(Dataset entries)
****************************************
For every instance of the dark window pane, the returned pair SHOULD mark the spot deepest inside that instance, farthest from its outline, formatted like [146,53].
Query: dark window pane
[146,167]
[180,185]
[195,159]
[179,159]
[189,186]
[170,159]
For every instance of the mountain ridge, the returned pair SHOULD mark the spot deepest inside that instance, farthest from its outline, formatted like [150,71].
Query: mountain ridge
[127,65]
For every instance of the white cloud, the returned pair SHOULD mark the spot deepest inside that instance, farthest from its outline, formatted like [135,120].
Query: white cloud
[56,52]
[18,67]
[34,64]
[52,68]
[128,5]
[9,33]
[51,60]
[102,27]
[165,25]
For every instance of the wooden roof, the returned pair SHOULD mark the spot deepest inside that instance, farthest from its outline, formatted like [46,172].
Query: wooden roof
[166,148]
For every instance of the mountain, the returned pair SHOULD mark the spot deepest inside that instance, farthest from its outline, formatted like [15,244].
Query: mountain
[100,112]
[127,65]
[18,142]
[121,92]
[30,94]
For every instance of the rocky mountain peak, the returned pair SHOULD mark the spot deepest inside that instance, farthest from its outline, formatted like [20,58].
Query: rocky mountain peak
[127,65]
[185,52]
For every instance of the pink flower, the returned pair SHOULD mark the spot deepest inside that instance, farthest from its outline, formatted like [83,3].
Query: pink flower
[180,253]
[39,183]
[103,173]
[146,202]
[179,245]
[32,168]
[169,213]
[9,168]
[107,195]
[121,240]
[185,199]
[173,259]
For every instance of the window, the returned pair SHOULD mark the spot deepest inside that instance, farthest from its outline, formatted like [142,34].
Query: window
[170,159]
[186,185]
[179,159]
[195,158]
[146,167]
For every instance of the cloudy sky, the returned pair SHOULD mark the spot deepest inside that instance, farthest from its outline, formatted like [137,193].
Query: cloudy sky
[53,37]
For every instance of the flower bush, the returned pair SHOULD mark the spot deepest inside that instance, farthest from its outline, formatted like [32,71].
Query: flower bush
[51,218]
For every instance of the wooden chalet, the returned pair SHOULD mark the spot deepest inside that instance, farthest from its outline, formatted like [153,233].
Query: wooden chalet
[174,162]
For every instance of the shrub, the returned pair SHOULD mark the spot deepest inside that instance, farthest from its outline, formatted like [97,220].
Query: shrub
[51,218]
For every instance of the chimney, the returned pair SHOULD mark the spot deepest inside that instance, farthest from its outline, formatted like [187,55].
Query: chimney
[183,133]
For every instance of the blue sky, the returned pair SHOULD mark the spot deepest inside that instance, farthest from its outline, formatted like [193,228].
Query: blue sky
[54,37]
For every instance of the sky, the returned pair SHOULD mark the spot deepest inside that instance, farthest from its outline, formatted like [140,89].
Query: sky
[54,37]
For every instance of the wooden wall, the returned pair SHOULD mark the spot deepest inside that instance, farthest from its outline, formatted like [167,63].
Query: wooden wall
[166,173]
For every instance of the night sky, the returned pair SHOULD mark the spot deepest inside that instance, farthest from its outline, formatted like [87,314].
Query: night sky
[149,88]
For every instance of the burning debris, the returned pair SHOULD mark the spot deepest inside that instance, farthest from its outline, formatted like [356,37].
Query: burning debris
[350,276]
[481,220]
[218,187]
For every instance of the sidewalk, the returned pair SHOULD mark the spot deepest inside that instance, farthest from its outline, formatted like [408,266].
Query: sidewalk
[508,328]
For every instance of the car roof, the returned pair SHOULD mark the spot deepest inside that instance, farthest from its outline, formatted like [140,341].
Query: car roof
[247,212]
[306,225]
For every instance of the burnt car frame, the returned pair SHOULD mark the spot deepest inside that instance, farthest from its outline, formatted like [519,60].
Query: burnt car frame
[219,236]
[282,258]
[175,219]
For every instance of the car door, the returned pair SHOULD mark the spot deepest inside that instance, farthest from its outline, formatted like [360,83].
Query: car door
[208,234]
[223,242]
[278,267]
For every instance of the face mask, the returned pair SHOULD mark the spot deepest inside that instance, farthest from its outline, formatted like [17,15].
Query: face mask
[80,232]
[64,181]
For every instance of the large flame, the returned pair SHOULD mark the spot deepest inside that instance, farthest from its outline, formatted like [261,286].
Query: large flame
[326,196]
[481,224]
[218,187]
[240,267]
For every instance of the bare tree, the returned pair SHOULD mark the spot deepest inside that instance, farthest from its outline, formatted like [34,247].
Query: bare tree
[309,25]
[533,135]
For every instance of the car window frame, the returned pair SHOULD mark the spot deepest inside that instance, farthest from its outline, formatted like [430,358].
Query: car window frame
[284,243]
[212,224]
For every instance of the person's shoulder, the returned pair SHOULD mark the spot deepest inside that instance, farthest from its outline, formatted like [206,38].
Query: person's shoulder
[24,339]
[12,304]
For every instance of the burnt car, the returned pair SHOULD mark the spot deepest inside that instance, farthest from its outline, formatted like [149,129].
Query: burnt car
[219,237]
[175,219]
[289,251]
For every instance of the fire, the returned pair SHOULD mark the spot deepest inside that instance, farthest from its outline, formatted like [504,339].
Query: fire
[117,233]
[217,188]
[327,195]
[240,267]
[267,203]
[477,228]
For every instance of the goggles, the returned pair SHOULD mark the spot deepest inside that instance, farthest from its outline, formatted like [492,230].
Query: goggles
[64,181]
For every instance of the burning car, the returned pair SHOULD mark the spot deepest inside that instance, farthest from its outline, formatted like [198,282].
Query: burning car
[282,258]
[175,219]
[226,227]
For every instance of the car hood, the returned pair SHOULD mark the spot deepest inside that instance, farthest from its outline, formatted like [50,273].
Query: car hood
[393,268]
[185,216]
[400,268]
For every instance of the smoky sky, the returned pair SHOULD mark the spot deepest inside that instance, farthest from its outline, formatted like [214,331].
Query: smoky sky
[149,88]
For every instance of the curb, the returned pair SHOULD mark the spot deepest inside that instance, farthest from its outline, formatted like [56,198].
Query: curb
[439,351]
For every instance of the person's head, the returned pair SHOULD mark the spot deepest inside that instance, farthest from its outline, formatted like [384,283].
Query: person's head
****************************************
Work instructions - Copy out each line of the entries that holds "head".

Exercise response -
For every instance of the person's head, the returned pair SHOULD mark the spot deepest inside that instance, farthest from its outline, formatted like [384,283].
Query: person's head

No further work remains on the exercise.